There is no such thing as an ending. At the conclusion of any work of art, just like at the conclusion of any experience, what we arrive at is a site of interpretation. Every reader commits a creative act at that site. Every reader creates a version of their own artwork within their act of reading. No author can ever succeed at holding a singular ending in place, stable, unwavering. — Lidia Yuknavitch, Rumpus Interview
Telling one’s story is never easy. But it is the staff of life. A story, a memoir, anti-memoir, a story of a people, of a tribe, of a family, of a nation. We can have stories that are collectively anthropological, like Guns Germs and Steel (The Fates of Human Societies — previously titled Guns, Germs and Steel: A Short History of Everybody for the Last 13,000 Years — a 1997 transdisciplinary non-fiction book by Jared Diamond. In 1998, Guns, Germs, and Steel won the Pulitzer Prize for general nonfiction and the Aventis Prize for Best Science Book. A documentary based on the book, and produced by the National Geographic Society, was broadcast on PBS in July 2005)
We can have Debt: The First 5,000 Years (David Graeber lays out the historical development of the idea of debt, starting from the first recorded debt systems in the Sumer civilization around 3500 BC. In this early form of borrowing and lending, farmers would often become so mired in debt that their children would be forced into debt peonage).
Or, Das Kapital, also known as Capital: A Critique of Political Economy is a foundational theoretical text in materialist philosophy, critique of political economy and politics by Karl Marx. (Marx aimed to reveal the economic patterns underpinning the capitalist mode of production in contrast to classical political economists such as Adam Smith, Jean-Baptiste Say, David Ricardo and John Stuart Mill. While Marx did not live to publish the planned second and third parts, they were both completed from his notes and published after his death by his colleague Friedrich Engels. Das Kapital is the most cited book in the social sciences published before 1950.)

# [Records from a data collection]
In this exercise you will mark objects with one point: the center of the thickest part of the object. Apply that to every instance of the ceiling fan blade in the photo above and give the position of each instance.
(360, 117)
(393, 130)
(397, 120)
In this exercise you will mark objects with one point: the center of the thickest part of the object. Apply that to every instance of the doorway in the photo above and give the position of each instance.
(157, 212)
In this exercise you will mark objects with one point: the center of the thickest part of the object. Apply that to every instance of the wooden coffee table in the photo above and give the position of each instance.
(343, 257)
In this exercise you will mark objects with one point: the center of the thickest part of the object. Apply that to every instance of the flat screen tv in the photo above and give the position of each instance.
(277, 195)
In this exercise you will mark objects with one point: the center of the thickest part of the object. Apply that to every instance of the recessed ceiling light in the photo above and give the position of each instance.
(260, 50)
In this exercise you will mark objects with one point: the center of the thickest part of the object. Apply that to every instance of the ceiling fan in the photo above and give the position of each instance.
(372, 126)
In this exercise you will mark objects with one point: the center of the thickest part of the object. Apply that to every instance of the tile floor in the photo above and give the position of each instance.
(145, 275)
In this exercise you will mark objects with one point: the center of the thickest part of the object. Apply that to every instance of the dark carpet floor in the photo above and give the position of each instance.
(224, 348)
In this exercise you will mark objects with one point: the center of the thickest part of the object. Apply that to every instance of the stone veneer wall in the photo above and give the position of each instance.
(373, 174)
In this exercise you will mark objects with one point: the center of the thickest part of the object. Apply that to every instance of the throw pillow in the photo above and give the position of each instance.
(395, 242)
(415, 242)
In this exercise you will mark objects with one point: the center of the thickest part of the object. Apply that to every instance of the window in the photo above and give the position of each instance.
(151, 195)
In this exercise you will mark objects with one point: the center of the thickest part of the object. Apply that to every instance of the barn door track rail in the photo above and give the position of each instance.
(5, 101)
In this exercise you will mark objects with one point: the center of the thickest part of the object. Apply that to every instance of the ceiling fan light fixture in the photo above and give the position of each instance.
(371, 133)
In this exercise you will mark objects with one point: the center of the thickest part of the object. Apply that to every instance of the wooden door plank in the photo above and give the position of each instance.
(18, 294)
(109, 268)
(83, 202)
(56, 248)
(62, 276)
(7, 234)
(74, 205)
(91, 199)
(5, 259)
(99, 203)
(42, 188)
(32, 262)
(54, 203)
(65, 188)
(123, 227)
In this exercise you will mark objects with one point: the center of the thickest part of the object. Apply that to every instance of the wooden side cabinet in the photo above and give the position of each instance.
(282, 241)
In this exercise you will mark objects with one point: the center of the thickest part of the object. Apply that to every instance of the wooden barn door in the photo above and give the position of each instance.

# [BRIEF]
In the passage about telling stories above, set down word for word everything from "We can have Debt: The" down to "into debt peonage).".

# [WRITTEN REPLY]
We can have Debt: The First 5,000 Years (David Graeber lays out the historical development of the idea of debt, starting from the first recorded debt systems in the Sumer civilization around 3500 BC. In this early form of borrowing and lending, farmers would often become so mired in debt that their children would be forced into debt peonage).